## Data records
BEGIN

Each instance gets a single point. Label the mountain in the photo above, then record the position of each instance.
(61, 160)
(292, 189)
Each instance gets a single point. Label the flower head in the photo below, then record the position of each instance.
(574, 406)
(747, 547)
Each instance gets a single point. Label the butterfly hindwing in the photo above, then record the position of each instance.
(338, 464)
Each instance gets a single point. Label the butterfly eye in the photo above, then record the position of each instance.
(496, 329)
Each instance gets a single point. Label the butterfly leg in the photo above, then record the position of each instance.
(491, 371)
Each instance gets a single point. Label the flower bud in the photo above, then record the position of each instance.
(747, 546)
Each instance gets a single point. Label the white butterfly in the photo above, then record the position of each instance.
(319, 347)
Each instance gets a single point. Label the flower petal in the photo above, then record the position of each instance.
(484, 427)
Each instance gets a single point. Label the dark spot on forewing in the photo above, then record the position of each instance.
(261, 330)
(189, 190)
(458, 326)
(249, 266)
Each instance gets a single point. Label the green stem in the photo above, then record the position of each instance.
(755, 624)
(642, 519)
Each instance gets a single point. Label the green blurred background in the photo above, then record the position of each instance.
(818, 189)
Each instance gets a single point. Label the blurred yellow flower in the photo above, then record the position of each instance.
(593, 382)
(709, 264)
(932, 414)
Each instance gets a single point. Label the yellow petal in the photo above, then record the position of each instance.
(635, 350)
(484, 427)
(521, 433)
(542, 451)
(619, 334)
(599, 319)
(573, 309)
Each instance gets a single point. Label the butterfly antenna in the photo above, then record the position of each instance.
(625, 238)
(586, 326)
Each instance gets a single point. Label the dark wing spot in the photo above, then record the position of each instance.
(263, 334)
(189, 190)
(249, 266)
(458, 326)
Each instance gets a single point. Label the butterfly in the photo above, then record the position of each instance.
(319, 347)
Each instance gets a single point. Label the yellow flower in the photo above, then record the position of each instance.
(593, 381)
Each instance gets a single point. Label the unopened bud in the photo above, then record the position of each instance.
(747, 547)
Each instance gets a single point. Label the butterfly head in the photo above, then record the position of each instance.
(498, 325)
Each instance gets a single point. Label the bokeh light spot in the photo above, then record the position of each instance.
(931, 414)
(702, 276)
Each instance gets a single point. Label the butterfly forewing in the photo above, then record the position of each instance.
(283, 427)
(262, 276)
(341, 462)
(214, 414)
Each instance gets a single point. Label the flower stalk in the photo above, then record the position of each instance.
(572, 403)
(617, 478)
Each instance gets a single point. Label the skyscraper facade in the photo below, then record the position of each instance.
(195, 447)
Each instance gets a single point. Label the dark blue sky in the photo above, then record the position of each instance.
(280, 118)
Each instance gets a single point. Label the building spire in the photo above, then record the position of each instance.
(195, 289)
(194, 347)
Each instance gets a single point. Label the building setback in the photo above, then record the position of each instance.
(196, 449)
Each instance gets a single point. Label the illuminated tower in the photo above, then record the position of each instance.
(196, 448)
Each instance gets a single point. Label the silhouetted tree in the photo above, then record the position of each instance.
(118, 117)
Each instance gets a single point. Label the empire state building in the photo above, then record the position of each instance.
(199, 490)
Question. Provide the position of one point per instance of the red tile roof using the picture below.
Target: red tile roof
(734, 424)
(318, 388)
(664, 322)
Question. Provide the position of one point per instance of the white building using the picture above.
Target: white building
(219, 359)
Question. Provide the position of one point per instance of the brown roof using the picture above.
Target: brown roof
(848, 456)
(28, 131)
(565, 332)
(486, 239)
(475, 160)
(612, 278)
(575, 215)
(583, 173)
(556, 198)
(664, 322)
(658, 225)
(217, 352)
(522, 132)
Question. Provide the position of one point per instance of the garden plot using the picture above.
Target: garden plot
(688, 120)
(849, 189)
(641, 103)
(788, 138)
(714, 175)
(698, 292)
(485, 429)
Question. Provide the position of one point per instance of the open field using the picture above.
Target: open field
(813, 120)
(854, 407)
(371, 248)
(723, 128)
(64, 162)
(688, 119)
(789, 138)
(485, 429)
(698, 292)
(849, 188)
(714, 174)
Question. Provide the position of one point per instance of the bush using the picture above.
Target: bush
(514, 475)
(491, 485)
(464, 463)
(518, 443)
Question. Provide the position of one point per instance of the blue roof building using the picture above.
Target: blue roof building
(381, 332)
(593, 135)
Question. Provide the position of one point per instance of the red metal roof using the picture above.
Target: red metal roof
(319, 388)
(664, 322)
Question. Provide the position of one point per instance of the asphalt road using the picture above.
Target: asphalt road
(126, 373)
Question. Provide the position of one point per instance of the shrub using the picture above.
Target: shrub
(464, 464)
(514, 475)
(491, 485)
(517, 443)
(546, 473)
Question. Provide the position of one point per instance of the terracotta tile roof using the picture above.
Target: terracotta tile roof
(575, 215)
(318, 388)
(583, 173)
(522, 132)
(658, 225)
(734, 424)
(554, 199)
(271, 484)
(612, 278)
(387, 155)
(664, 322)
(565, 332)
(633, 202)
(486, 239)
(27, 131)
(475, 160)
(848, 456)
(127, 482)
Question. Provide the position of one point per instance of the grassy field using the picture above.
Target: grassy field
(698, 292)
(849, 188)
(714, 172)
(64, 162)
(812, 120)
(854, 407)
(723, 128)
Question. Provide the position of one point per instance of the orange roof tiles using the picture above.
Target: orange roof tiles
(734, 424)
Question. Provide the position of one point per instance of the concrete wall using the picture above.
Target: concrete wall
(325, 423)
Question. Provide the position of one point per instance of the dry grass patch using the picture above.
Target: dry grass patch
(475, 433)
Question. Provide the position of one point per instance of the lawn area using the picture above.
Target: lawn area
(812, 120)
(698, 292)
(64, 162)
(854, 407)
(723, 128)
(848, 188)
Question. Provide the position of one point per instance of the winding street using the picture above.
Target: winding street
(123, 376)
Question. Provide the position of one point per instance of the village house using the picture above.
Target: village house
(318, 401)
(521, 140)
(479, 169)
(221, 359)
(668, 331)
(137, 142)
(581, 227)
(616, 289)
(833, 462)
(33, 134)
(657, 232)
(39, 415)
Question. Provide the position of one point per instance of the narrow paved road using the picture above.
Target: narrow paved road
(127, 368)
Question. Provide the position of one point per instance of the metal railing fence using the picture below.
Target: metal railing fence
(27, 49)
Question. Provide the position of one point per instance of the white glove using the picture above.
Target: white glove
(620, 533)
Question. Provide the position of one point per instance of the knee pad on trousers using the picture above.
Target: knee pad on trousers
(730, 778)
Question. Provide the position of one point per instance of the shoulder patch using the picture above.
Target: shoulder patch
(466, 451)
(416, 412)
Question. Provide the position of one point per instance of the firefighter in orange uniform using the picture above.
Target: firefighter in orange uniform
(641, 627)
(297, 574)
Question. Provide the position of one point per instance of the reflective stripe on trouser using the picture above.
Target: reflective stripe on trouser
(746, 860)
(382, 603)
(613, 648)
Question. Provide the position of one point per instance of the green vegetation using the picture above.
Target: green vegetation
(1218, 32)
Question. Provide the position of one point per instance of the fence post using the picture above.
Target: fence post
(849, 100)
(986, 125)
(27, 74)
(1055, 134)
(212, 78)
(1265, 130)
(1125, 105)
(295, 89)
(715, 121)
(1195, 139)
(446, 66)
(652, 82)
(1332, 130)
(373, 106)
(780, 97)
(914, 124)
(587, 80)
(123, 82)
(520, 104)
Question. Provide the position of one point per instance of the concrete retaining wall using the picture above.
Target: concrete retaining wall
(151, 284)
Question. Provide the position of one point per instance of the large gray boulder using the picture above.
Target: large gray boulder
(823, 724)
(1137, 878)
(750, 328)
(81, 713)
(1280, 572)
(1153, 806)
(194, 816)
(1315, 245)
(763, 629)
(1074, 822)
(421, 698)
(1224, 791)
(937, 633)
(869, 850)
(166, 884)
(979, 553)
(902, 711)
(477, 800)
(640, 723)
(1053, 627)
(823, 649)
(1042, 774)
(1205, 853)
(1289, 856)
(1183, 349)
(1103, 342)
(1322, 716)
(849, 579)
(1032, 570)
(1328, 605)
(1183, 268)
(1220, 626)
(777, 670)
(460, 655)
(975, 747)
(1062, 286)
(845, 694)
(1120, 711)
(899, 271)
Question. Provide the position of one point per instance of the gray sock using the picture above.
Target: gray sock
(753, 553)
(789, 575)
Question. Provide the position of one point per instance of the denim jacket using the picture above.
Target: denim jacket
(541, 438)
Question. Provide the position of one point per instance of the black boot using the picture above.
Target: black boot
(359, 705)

END

## Task objective
Could you retype exactly the lines above, starting at the line that contains "Target: winding street" and ending at the line that contains "boulder using the picture above.", and nothing more?

## Result of the exercise
Target: winding street
(123, 376)
Question. Provide the position of one point per instance of the village house using the picture above.
Target: village house
(318, 401)
(521, 140)
(479, 169)
(221, 359)
(668, 331)
(137, 142)
(581, 227)
(616, 289)
(833, 462)
(33, 134)
(657, 232)
(39, 415)
Question. Provide the position of one point per instance of the narrow paved road using the picture above.
Target: narrow paved road
(127, 368)
Question. Provide the position of one point per instance of the metal railing fence using the picture below.
Target: metal railing fence
(27, 49)
Question. Provide the position of one point per instance of the white glove using the picture above.
Target: white glove
(620, 533)
Question. Provide the position of one point per instance of the knee pad on trousers using the picture above.
Target: knee pad on trousers
(730, 778)
Question. Provide the position of one point per instance of the shoulder patch using the picture above.
Target: shoulder patch
(466, 451)
(416, 412)
Question. Provide the position of one point per instance of the firefighter in orange uniform using the picture above.
Target: firefighter in orange uniform
(641, 627)
(297, 574)
Question. Provide the position of one point per instance of the reflective stripe on trouser using the picture above.
Target: reflective stripe on trouser
(746, 860)
(382, 603)
(613, 648)
Question. Provide the position of one point per instance of the green vegetation using the picture above.
Target: green vegetation
(1218, 32)
Question. Provide the position of one point per instance of the fence post using the picture above.
Target: fence post
(849, 100)
(986, 125)
(27, 74)
(1055, 134)
(212, 78)
(1265, 130)
(1125, 105)
(295, 89)
(715, 121)
(1195, 139)
(446, 66)
(652, 82)
(1332, 130)
(373, 106)
(780, 97)
(914, 124)
(587, 80)
(123, 82)
(520, 104)
Question. Provide the position of one point per instance of the concrete retaining wall using the picture above.
Target: concrete retaining wall
(151, 284)
Question. Provide the position of one point per instance of the large gray boulder using the picture above.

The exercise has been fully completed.